>>>>>

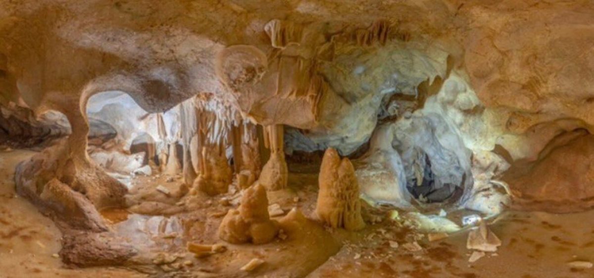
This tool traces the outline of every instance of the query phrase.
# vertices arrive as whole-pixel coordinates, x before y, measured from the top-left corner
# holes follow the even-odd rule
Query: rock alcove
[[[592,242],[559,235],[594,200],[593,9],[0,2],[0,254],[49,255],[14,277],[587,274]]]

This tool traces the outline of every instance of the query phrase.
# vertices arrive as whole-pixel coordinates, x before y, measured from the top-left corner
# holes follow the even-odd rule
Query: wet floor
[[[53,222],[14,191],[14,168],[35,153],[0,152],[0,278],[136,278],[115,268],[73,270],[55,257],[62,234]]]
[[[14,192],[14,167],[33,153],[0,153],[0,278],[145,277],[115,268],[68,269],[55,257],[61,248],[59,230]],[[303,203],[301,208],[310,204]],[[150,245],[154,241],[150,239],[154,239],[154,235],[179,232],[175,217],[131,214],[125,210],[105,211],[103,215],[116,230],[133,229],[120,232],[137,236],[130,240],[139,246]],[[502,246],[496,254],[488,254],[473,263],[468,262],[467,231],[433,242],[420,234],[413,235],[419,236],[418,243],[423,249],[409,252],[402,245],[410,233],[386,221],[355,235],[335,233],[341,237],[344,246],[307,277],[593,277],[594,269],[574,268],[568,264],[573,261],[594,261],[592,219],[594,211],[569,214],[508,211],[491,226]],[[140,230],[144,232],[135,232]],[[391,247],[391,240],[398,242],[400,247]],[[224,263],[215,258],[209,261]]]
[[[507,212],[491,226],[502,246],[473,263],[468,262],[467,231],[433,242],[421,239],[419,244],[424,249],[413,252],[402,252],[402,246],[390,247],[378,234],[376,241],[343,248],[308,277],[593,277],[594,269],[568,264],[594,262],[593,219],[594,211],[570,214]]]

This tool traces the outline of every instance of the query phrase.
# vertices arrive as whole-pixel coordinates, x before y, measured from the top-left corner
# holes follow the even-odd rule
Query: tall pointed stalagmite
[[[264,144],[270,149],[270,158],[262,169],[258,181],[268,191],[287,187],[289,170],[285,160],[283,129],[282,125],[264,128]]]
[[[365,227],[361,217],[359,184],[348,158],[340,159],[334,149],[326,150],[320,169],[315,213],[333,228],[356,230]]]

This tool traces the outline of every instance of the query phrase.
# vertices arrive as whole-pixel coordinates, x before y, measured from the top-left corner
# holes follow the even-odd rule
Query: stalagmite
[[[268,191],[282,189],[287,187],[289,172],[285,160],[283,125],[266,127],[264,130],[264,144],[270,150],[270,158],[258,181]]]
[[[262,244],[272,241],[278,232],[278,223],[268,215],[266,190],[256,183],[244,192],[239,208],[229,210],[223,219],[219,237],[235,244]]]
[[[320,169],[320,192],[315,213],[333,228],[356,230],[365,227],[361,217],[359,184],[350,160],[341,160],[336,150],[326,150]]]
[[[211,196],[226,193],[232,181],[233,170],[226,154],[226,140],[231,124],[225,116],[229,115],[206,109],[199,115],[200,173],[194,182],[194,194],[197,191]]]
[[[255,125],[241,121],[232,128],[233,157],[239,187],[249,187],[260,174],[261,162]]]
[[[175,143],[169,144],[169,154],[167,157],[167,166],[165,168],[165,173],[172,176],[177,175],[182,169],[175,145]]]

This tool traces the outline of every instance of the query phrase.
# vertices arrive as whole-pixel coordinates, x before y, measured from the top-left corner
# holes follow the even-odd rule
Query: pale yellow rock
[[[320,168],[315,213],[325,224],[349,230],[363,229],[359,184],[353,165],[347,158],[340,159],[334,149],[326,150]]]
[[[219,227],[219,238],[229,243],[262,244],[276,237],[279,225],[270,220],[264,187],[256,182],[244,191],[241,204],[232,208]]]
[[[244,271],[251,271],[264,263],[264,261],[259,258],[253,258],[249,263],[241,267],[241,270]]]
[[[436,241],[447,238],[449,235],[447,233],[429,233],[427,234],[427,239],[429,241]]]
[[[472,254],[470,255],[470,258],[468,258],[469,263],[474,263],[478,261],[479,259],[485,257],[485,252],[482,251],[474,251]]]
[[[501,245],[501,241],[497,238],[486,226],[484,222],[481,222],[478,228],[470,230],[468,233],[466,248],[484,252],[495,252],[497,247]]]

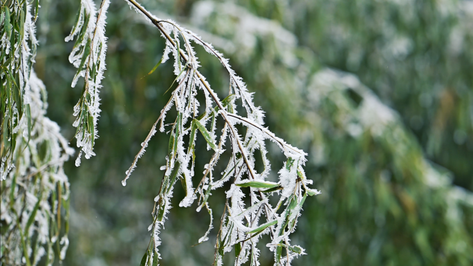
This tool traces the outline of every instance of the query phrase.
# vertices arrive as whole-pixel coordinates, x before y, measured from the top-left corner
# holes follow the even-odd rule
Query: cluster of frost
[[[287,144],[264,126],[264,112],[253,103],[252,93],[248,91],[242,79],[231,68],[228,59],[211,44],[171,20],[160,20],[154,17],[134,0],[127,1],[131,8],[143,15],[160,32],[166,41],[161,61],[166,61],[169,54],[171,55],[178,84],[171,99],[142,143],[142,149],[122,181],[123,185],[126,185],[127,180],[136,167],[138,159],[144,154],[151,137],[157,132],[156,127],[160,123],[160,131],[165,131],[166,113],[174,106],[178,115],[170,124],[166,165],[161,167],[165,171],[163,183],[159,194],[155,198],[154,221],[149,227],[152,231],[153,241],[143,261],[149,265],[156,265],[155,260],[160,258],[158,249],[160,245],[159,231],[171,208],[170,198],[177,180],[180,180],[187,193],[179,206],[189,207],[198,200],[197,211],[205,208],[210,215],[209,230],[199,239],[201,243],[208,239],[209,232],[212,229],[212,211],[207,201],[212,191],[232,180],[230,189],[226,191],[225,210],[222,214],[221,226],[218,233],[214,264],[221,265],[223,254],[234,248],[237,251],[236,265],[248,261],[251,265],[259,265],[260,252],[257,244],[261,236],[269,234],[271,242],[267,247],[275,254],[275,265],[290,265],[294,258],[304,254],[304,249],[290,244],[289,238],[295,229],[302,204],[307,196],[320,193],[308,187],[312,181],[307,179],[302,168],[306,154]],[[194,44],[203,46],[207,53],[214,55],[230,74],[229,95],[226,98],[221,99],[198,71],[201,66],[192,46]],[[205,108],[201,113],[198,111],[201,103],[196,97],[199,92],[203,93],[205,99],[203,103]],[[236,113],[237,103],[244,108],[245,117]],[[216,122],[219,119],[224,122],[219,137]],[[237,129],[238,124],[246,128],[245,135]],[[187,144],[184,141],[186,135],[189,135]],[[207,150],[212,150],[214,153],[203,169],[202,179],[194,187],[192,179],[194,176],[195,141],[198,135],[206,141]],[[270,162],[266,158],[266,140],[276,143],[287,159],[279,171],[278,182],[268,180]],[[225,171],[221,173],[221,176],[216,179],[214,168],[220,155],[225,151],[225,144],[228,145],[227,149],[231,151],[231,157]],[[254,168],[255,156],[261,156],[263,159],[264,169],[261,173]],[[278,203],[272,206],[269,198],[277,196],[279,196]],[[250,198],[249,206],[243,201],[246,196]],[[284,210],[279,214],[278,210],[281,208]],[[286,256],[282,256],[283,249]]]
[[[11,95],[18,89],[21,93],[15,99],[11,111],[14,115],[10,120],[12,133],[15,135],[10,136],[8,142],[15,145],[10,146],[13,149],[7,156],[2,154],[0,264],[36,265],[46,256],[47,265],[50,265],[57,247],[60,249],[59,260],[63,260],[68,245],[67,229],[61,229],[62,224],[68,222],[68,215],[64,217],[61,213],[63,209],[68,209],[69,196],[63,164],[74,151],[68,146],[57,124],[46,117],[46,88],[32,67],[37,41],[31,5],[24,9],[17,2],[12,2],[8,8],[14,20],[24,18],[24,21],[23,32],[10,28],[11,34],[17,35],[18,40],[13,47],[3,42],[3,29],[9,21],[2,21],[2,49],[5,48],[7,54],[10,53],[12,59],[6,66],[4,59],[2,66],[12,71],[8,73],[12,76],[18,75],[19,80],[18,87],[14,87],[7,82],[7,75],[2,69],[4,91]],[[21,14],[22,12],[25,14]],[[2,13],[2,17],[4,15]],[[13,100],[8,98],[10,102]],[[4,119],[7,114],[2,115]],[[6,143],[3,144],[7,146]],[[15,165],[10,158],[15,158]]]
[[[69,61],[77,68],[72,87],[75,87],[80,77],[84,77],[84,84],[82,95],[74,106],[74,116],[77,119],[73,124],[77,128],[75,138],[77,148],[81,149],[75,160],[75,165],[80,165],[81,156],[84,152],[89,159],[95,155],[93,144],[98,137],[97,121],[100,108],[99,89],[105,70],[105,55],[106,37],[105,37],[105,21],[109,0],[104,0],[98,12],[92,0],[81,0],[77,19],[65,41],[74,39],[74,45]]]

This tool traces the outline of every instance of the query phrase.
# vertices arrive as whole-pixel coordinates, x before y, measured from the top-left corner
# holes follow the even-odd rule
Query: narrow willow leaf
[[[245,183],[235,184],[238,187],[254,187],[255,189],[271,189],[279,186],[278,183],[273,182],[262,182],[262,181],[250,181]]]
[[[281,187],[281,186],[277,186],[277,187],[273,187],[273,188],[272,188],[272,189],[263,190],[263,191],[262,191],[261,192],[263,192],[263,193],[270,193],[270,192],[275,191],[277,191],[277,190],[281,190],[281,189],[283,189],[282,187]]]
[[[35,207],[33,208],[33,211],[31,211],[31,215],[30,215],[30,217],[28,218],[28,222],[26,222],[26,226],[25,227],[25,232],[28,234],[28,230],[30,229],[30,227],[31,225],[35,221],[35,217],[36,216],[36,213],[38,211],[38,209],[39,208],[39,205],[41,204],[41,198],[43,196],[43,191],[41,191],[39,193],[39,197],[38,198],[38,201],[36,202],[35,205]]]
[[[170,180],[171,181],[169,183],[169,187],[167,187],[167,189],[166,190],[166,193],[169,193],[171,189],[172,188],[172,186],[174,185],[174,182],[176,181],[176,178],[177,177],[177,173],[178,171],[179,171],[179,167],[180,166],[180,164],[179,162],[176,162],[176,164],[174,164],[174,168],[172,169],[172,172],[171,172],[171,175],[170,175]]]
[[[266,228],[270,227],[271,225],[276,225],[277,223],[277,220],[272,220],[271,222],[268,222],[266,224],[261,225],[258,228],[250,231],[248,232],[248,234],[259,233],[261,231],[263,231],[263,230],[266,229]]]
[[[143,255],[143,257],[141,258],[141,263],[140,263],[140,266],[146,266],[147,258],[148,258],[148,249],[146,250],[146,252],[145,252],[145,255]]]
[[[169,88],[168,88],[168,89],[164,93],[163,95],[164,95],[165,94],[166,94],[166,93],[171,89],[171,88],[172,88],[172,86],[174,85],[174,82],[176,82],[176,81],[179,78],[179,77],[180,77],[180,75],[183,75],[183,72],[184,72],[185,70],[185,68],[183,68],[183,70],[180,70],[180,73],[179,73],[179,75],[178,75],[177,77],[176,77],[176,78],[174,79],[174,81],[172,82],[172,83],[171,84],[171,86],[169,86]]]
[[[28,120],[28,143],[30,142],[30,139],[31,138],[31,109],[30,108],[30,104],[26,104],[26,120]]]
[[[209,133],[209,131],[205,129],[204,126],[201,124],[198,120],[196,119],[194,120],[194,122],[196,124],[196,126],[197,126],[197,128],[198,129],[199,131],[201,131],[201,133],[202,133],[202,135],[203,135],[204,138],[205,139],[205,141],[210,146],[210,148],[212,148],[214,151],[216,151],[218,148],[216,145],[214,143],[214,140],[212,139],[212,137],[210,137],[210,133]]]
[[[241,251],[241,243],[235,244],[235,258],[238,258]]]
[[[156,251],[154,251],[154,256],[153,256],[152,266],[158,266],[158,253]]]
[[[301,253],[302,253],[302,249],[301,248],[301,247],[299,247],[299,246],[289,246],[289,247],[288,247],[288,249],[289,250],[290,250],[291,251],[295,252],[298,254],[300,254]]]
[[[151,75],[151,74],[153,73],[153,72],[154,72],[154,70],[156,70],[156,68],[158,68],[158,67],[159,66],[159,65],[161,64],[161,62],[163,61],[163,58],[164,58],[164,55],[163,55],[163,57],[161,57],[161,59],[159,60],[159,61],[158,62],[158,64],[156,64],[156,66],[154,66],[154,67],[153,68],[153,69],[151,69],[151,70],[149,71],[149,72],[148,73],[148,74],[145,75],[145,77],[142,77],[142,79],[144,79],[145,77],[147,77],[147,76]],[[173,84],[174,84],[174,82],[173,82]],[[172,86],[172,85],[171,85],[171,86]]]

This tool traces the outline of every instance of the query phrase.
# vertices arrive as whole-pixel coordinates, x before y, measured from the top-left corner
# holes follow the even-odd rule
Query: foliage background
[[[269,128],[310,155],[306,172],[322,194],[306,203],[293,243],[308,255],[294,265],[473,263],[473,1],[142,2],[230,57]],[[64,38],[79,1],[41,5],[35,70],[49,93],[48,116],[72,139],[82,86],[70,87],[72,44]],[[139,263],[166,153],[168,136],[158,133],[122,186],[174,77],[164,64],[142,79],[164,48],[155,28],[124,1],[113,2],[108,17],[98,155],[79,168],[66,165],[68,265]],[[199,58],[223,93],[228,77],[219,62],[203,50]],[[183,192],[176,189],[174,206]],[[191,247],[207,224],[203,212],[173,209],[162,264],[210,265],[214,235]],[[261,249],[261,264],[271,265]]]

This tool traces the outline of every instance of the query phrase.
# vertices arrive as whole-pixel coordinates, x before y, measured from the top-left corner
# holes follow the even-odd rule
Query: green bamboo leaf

<<<<<

Exercise goal → Count the lines in the records above that contain the string "rock" with the same capitalization, and reply with that number alone.

Written response → 2